Given exercise: Reproduce verbatim the lines of the records from the one containing "FIND: player's ear" through the one containing "[177,265,212,279]", including both endpoint lines.

++++

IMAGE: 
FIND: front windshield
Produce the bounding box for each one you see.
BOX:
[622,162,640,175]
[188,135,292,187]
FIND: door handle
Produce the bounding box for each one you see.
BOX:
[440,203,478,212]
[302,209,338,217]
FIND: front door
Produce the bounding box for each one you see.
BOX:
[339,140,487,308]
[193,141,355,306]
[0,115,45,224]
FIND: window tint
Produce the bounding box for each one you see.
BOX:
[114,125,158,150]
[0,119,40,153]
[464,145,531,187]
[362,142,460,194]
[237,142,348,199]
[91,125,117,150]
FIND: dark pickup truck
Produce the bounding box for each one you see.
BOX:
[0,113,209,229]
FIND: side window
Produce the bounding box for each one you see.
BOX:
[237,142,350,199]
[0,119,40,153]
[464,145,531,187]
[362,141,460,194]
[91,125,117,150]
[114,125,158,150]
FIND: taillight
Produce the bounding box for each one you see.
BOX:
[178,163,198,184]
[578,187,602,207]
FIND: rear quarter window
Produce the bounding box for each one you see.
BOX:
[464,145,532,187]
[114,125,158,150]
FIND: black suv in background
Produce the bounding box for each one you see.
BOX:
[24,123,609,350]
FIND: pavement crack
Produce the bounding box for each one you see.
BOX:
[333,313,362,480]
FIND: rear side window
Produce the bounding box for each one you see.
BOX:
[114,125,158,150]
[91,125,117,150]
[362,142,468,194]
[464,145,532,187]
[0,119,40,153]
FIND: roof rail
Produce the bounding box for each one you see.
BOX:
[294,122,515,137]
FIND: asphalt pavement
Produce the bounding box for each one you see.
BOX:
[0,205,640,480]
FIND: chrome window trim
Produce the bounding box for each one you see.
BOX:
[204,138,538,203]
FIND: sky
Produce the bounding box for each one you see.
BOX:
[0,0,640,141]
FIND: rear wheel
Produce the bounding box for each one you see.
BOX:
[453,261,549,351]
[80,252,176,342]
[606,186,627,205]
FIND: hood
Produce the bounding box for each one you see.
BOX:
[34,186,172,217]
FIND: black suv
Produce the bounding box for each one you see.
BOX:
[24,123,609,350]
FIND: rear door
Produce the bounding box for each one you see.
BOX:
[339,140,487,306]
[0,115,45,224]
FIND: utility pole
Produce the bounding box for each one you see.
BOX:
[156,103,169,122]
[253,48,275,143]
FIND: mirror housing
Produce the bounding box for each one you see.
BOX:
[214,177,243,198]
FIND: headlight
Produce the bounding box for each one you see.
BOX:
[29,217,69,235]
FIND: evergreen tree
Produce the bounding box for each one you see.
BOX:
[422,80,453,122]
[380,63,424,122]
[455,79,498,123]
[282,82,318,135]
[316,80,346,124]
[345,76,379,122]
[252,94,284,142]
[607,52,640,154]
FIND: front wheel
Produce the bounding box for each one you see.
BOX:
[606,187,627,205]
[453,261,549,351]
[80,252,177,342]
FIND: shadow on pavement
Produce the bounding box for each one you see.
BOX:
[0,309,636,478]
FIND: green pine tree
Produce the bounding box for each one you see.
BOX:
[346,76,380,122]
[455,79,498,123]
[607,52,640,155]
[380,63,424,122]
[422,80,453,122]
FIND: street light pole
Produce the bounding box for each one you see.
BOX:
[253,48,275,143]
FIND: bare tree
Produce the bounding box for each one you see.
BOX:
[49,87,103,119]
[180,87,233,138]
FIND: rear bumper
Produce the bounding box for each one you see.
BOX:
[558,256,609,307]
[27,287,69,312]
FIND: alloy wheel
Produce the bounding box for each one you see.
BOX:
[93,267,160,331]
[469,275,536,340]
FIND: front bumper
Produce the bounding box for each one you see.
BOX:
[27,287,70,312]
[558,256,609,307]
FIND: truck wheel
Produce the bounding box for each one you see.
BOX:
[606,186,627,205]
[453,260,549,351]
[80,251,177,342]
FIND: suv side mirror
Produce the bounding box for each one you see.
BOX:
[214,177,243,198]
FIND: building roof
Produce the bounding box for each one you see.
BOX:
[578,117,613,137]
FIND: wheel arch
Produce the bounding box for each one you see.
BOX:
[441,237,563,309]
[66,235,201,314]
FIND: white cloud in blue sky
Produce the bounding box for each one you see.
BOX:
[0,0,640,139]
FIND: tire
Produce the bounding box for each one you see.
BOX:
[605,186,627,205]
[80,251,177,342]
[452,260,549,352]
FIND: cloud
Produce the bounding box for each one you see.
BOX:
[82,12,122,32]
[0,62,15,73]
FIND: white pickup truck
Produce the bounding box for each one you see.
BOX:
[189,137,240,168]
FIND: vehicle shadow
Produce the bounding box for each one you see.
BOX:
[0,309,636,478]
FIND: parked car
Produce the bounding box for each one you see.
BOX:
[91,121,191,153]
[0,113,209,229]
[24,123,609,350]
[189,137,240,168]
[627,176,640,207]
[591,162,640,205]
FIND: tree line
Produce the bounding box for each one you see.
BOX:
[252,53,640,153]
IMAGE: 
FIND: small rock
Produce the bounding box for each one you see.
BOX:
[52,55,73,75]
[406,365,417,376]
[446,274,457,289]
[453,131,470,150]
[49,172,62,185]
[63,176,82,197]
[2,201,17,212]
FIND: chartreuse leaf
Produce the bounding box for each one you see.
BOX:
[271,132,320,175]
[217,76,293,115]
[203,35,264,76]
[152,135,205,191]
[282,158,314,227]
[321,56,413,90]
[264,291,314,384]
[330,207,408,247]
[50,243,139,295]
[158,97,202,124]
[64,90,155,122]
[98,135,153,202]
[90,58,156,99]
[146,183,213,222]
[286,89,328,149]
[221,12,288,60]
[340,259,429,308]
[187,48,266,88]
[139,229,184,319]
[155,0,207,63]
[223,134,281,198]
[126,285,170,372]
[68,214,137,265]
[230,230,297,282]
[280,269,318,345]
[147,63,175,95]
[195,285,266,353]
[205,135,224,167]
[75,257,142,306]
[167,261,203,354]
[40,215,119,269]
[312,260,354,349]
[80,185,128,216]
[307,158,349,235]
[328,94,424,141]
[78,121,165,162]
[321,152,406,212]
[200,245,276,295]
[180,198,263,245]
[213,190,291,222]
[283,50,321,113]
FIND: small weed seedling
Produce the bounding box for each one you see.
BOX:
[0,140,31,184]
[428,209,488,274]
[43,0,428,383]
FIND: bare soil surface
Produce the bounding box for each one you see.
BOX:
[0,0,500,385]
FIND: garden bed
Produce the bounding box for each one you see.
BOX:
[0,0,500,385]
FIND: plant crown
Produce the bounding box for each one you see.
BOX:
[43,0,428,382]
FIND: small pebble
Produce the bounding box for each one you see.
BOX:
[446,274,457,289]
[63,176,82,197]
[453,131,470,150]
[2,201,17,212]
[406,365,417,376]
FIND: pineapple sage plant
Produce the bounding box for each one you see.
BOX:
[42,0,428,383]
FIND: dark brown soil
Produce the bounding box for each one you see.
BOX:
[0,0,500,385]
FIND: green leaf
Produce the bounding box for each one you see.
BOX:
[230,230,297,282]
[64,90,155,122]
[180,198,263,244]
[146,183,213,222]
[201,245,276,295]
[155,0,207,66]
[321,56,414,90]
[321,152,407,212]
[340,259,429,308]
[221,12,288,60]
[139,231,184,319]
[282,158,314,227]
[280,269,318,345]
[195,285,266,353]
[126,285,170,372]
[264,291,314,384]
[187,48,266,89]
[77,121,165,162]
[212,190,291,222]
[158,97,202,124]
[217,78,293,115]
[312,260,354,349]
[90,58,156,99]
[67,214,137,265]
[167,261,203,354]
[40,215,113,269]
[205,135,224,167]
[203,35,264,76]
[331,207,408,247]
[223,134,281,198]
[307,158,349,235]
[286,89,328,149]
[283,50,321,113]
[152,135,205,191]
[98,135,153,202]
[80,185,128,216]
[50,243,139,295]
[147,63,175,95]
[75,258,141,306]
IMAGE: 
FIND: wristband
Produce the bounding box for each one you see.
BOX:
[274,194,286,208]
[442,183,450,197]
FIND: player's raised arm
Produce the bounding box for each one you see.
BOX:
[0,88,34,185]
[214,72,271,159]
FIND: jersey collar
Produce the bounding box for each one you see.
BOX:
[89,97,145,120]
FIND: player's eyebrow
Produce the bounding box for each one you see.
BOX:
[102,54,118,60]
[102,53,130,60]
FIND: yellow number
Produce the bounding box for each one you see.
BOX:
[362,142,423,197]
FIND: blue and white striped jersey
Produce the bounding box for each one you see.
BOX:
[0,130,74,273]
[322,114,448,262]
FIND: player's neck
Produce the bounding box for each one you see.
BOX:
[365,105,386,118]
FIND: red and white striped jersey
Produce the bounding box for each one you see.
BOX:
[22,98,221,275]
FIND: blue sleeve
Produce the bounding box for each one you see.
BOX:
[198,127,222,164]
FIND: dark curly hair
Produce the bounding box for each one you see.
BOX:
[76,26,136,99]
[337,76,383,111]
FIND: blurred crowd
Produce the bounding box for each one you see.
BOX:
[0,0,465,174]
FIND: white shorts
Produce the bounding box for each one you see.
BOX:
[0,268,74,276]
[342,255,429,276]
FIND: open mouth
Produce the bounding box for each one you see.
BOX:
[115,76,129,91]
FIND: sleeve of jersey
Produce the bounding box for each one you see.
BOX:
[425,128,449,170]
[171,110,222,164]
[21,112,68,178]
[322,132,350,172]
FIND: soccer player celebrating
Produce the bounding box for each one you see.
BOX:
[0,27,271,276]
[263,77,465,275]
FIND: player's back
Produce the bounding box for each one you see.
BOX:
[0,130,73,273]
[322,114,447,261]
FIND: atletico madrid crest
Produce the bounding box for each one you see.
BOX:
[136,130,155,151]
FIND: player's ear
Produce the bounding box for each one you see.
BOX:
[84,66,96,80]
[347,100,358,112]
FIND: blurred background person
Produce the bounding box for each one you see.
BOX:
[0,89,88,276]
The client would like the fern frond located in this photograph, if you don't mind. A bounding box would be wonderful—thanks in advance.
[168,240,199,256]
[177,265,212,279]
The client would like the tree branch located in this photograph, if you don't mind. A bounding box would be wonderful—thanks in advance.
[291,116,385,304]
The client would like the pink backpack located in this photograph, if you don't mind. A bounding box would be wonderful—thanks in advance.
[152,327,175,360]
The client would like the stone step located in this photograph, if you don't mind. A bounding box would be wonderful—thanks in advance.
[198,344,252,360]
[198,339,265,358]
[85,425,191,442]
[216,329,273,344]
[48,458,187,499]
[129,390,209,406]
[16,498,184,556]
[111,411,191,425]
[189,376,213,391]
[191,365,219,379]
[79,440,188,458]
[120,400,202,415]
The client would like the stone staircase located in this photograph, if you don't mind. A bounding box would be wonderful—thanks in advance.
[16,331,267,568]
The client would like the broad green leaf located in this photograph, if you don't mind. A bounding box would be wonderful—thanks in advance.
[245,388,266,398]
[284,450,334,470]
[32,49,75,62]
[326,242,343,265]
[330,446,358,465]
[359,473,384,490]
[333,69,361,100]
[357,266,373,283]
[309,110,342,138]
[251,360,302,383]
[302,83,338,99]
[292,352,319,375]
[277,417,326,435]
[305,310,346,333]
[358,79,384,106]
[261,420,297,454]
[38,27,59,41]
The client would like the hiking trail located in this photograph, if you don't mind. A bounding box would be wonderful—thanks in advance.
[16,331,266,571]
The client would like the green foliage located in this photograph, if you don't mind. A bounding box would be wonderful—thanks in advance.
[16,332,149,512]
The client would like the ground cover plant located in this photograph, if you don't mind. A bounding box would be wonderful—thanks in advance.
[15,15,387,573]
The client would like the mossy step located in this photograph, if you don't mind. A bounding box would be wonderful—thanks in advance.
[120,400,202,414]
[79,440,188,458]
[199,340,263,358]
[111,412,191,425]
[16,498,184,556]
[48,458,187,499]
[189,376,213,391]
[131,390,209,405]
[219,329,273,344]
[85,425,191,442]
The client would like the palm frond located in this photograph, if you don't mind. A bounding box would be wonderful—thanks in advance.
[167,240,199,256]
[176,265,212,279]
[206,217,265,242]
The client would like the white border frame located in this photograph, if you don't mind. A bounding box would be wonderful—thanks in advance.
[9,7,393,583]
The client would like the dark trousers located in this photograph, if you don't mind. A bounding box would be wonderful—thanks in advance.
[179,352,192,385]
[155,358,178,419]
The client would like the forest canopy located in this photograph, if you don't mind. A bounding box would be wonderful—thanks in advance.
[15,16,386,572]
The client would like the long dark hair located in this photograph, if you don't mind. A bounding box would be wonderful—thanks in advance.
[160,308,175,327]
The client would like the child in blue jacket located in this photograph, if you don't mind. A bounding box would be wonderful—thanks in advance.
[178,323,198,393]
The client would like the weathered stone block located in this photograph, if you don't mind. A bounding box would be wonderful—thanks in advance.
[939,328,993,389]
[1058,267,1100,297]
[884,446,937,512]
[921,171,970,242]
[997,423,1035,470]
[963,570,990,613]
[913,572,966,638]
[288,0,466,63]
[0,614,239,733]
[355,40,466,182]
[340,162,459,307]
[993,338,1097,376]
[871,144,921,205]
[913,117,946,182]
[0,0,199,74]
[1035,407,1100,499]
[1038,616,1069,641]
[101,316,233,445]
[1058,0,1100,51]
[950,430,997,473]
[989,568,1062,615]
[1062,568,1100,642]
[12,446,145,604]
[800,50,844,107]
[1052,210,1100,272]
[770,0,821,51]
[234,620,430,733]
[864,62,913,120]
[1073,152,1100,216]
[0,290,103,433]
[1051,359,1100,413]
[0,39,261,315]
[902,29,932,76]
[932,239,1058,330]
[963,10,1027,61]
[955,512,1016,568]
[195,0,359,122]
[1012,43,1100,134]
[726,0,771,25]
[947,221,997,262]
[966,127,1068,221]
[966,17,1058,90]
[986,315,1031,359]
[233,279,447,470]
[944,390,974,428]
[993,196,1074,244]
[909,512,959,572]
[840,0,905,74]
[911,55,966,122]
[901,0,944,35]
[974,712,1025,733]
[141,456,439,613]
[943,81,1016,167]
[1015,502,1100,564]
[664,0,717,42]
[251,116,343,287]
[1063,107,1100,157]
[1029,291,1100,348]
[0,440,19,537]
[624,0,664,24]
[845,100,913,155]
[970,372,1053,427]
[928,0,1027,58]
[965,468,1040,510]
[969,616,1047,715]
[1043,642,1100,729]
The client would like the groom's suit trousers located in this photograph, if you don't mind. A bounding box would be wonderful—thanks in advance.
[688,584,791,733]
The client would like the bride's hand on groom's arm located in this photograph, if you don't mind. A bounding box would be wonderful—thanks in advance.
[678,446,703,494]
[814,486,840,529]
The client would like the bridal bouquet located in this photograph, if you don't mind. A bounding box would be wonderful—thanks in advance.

++++

Reply:
FIND: player's ear
Produce the bounding box for each one you see.
BOX:
[84,66,96,80]
[347,100,358,112]
FIND: blurred background person
Produce the bounding box for each one you see.
BOX:
[0,89,88,276]
The client would like the fern frond located in this photograph, if you don't mind. A bounding box would be wonderful—thanks in advance.
[168,240,199,256]
[177,265,212,279]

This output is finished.